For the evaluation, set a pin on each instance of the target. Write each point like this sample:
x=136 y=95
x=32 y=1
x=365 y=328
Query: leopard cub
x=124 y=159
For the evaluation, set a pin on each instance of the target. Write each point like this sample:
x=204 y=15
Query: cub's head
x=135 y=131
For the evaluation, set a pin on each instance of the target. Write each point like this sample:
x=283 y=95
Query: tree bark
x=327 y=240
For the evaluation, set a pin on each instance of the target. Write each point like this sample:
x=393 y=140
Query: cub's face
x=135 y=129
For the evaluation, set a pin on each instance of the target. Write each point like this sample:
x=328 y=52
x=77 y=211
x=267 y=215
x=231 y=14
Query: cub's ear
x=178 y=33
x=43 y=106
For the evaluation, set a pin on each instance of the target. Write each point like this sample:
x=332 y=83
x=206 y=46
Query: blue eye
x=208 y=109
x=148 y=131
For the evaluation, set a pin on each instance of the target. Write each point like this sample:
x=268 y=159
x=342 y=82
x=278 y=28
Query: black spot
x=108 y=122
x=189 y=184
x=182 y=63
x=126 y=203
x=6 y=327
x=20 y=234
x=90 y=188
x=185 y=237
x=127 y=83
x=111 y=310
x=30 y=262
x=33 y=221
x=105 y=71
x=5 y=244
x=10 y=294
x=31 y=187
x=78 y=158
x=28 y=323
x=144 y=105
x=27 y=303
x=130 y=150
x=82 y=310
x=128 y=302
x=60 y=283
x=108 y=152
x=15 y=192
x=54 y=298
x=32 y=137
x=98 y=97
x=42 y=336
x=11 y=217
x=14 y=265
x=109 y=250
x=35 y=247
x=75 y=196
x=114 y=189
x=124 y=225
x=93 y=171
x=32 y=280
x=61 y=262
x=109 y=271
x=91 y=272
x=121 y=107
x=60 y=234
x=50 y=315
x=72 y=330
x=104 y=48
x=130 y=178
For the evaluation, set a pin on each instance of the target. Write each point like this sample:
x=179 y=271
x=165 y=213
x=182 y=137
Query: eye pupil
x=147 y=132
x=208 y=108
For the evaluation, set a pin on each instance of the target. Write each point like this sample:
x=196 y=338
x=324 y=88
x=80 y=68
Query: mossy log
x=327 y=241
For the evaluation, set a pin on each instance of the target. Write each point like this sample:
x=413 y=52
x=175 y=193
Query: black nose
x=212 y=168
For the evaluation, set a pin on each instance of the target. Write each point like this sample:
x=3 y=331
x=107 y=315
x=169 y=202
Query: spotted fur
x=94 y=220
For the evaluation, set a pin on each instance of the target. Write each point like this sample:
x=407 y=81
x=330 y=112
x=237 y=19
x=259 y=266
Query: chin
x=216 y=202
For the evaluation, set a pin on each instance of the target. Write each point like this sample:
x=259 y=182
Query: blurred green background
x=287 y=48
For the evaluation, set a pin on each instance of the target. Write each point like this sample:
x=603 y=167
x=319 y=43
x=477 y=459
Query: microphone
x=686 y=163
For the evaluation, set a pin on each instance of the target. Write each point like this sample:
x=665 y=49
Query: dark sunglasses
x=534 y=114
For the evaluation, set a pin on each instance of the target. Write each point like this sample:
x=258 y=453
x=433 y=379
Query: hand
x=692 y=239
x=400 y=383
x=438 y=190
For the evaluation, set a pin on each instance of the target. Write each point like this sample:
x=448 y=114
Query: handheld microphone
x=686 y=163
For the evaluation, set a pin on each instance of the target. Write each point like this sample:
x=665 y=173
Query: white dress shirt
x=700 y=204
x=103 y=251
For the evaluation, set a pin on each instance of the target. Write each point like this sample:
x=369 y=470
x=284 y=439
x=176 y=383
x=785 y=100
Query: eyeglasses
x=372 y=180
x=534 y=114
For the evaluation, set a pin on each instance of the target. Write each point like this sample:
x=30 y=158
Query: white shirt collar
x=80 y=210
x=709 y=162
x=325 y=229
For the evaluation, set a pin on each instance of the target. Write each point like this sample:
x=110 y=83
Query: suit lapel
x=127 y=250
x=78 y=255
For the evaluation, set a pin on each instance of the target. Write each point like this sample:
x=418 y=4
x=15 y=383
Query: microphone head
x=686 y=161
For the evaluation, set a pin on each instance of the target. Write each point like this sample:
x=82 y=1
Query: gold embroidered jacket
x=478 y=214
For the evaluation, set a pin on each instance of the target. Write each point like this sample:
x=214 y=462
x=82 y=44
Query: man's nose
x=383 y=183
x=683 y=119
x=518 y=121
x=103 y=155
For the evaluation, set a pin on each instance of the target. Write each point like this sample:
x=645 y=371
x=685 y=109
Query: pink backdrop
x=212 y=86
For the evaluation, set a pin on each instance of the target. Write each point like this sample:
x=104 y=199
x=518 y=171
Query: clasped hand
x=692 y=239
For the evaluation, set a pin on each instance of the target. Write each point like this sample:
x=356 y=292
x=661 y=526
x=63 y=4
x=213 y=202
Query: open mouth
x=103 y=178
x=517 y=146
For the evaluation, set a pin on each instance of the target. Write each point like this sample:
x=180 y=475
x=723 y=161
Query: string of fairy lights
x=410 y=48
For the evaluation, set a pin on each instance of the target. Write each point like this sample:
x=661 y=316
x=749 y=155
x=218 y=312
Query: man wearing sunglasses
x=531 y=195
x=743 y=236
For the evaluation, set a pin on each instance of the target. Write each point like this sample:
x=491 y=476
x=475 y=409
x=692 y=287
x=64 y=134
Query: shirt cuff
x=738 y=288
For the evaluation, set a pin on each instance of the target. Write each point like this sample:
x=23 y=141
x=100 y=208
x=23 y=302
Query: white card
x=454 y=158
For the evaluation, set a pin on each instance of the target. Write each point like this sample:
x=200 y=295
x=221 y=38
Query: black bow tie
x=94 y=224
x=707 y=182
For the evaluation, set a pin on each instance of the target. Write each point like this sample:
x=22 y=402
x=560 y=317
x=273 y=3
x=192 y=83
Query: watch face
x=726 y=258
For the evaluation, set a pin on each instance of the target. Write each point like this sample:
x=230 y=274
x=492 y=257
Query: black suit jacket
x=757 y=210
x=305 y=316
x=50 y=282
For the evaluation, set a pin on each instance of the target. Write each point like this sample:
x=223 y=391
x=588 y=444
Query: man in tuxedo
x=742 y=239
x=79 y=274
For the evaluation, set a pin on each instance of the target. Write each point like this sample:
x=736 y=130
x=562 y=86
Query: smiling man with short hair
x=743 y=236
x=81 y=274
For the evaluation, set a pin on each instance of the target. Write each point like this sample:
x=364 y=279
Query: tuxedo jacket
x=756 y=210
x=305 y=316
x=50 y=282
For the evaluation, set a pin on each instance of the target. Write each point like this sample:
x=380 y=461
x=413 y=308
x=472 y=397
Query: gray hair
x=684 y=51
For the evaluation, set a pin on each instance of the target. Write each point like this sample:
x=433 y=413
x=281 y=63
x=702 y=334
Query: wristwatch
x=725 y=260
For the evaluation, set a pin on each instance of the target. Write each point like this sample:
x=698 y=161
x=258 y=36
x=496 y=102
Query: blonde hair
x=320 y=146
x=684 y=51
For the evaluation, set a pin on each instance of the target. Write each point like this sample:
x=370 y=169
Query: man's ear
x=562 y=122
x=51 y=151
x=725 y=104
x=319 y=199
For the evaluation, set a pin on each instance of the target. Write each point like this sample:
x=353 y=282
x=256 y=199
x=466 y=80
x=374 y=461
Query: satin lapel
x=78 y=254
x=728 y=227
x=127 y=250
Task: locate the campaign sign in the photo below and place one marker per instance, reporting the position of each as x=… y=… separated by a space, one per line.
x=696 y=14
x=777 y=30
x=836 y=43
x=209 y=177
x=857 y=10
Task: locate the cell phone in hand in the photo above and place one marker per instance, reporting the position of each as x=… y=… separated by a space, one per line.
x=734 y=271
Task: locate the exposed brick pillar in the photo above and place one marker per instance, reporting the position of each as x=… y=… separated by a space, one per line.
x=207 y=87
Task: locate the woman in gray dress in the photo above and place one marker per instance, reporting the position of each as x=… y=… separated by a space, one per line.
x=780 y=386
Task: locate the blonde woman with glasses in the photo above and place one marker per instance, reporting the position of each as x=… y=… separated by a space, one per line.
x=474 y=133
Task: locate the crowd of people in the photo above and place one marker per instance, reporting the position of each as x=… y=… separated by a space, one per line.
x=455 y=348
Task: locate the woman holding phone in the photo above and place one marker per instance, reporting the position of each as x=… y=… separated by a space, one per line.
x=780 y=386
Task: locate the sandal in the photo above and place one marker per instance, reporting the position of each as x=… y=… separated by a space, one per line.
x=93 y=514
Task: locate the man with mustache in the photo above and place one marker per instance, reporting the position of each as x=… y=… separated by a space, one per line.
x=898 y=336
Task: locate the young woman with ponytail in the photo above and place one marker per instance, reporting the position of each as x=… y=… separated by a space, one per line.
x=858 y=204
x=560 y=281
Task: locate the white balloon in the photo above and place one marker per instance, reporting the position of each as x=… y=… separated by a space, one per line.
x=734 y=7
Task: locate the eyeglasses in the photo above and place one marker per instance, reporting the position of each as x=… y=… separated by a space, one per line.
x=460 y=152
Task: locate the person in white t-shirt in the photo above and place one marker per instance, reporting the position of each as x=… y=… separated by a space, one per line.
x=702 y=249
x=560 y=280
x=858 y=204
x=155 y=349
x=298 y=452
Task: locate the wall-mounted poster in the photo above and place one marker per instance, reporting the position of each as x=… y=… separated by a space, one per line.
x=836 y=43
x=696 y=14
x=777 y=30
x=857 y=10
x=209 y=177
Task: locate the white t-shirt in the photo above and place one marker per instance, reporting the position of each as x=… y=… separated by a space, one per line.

________________________________________

What this task involves: Change "marker" to "pin" in the rows starting at the line containing "Task: locate the person" and ending at the line containing "x=298 y=452", and give those lines again with nothing else altered.

Solution for this problem:
Task: locate the person in white t-shirt in the photo above and place one pin per instance, reporting the position of each as x=… y=… separated by a space, one per line.
x=702 y=249
x=560 y=280
x=858 y=204
x=155 y=349
x=298 y=452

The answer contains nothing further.